In the long run it will be very good. This same progression happened in Japan. At first the "high tech" jobs were just money work of mindlessly screwing on the same part. But then later the high tech job is the person who programs or designs or services the robots. There jobs pay more.
The bad news is that almost always the person doing the money work is not the same one to get the news robot service job as he will lack the required education.
The end result is what we see here in the US. A two class system, those with good education, four year degrees (at lest) in technical subjects making a middle class wage and others working in fast food stores who can't afford to even buy a car let alone a house, send two kids to collage and so on.
But in the long run the robots recreate tens of thousands of much better jobs while forever eliminating jobs for unskilled workers
Well, look where Japan ended up in the financial chain a public debt of 230% there GDP

- there's no country more broke then Japan, just because there economy is already stagnating since the eighties, because there workers are to expensive, they have no natural resources at all, they have to invest heavily in damage control and last but not least, the Japanese have the highest life expectancy of any demographic group in the world.

## Exercises
**1.** The comment about robots and jobs names three things the later high-tech worker does with the robots. List them.
**2.** In the comment about robots and jobs, write out everything from "In the long run it" down to "collage and so on." again, replacing "Japan" with "Korea".
**3.** Write a continuation of the comment about robots and jobs, starting after its last sentence.

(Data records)
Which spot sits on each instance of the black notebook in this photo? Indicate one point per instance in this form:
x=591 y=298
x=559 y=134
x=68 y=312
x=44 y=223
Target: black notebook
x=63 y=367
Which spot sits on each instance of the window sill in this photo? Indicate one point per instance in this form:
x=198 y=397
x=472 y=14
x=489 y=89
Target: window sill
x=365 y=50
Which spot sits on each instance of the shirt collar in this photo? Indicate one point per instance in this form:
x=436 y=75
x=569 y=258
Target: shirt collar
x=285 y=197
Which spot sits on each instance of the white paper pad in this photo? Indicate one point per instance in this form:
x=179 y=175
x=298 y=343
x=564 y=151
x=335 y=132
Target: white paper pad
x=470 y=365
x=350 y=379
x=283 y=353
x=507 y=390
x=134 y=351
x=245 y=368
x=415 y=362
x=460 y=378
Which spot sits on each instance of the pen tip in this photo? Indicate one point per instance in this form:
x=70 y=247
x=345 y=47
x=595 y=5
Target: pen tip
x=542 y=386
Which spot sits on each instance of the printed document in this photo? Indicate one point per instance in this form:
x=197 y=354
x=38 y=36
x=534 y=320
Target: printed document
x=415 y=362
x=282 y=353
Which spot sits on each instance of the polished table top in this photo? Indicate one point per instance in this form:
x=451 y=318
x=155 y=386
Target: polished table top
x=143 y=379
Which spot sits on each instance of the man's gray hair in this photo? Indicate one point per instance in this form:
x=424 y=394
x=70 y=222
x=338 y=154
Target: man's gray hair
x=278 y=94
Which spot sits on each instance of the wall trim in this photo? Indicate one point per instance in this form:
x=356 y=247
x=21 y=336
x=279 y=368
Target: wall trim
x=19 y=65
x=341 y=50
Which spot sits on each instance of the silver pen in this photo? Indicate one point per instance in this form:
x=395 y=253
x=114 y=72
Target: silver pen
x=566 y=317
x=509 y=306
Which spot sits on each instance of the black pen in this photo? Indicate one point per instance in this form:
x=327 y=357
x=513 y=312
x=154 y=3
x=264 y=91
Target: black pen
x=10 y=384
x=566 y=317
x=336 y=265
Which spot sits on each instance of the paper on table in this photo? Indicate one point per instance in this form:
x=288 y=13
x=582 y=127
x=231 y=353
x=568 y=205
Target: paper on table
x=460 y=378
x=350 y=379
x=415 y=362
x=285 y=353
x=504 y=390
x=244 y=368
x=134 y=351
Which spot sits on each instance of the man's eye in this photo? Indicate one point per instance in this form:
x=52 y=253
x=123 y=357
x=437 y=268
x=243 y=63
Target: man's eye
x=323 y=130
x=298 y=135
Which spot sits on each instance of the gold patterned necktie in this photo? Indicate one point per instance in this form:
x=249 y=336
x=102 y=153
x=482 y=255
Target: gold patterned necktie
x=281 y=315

## Written responses
**1.** programs, designs, services

**2.**
In the long run it will be very good. This same progression happened in Korea. At first the "high tech" jobs were just money work of mindlessly screwing on the same part. But then later the high tech job is the person who programs or designs or services the robots. There jobs pay more.
The bad news is that almost always the person doing the money work is not the same one to get the news robot service job as he will lack the required education.
The end result is what we see here in the US. A two class system, those with good education, four year degrees (at lest) in technical subjects making a middle class wage and others working in fast food stores who can't afford to even buy a car let alone a house, send two kids to collage and so on.

**3.**
The western countries may design everything, but it's also the west that buys them. So in the end the money goes to the country that buys the least and produces the most (simple mercantilism - minimal import, maximal export - destroys the market in the long end, if everyone decides to use the same strategy - but it worked great for 15th century France). It doesn't matter how heavily you invest in education. As long as we design here and build in the developing countries we'll see a money drain. As soon as the developing countries have a decent educated base themselves, we'll end up just buying stuff.
The economical growth in western countries is mainly based on population growth, efficiency increment, inflation and debt creation.This growth is very very relative. It's not because we earn more, we become richer. The economy might have grown significantly in absolute numbers, but if you take inflation and population in account, we apparently create less value then we used to. EG. US - GDP/capita was about 5,200 in 1914 (
source). Current GDP/capita is 47,677. What is the buying power of 5,200 dollars from 1914 in comparison to today? $113,973.08 (
source) . How absurd is this? So in the end every thing ended up becoming cheaper in a way, but the actual value creation decreased! We found way after way to make the production process cheaper, and in the end we became cheaper. The relative economical growth has been negative all those years ...
So to keep our economy growing we have to keep making stuff cheaper and cheaper. We have to make it so cheap that even persons without a job (like jobless and most importantly grannies) can keep buying stuff (or better: the workers can sustain there costs). But how will we accomplice this? After the Chinese get richer, who will we turn to (what's happening right now)? What if the easy accesible sources of petrol, rare earth elements, Uranium, copper etc. run dry? Or the climat changes so much that arts of our rural areal get useless? Who honestly still expects that 'science' will be able to keep up?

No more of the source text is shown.